>>

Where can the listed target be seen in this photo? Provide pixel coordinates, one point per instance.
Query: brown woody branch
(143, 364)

<<
>>

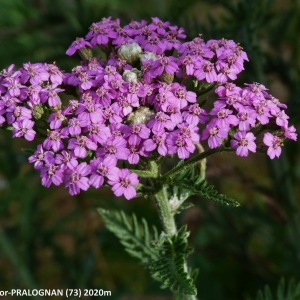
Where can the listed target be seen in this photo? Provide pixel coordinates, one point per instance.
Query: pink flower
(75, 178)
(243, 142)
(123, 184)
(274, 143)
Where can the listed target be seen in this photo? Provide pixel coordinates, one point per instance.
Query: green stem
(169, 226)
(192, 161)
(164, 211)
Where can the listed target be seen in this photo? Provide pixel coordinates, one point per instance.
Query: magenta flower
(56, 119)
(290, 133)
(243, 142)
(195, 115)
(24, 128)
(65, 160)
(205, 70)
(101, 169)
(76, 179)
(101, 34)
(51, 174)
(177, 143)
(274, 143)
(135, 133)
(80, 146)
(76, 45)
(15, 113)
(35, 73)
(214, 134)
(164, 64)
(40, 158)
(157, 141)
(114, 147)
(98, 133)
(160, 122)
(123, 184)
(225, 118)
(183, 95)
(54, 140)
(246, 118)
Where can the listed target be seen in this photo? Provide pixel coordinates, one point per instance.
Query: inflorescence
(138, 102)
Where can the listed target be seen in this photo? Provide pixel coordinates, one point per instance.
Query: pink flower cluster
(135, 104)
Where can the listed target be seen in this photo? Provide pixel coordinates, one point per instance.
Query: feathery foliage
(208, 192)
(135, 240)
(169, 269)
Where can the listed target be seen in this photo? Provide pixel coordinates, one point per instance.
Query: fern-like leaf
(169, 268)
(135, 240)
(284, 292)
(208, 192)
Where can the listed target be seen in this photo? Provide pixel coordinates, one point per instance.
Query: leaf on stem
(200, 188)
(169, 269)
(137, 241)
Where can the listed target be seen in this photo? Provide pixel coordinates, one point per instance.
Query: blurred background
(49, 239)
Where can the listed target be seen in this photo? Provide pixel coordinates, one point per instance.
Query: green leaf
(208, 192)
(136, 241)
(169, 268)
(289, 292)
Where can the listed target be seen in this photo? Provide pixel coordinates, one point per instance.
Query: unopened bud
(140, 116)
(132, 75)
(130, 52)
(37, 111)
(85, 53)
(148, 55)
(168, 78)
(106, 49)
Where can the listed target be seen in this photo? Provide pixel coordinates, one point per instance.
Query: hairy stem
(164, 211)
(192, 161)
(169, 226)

<<
>>

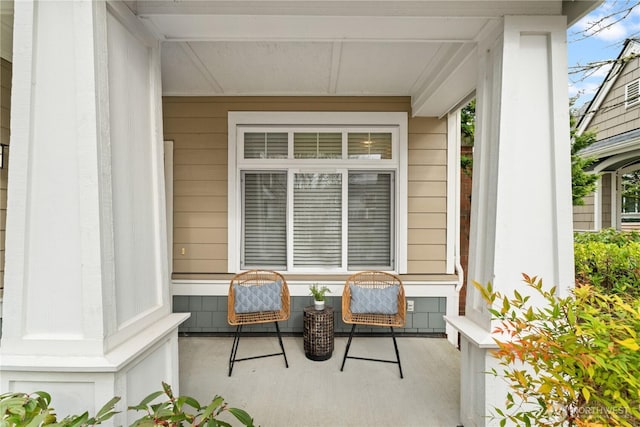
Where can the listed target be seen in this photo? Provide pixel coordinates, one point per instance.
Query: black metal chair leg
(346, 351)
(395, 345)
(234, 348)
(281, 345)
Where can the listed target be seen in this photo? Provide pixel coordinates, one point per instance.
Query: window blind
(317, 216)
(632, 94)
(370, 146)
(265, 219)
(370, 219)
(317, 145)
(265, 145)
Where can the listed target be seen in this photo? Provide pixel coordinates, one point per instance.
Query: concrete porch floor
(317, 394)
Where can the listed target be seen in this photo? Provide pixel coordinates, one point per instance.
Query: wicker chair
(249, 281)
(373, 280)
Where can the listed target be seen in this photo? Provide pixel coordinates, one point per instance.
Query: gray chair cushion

<<

**What you should do**
Output the lines of the records above exactly as they appear, from the line containing "Query: concrete porch floor" through the line containing "Query: gray chair cushion".

**Task output**
Query: concrete porch floor
(317, 394)
Where can the listed target be seen in this photo? Provide pixel coordinates, one point per instance.
Query: wicker chair
(249, 281)
(373, 280)
Where can the listed target be seen in this photo? Provide pixel coordinates, one point per instance.
Query: gray chair cushion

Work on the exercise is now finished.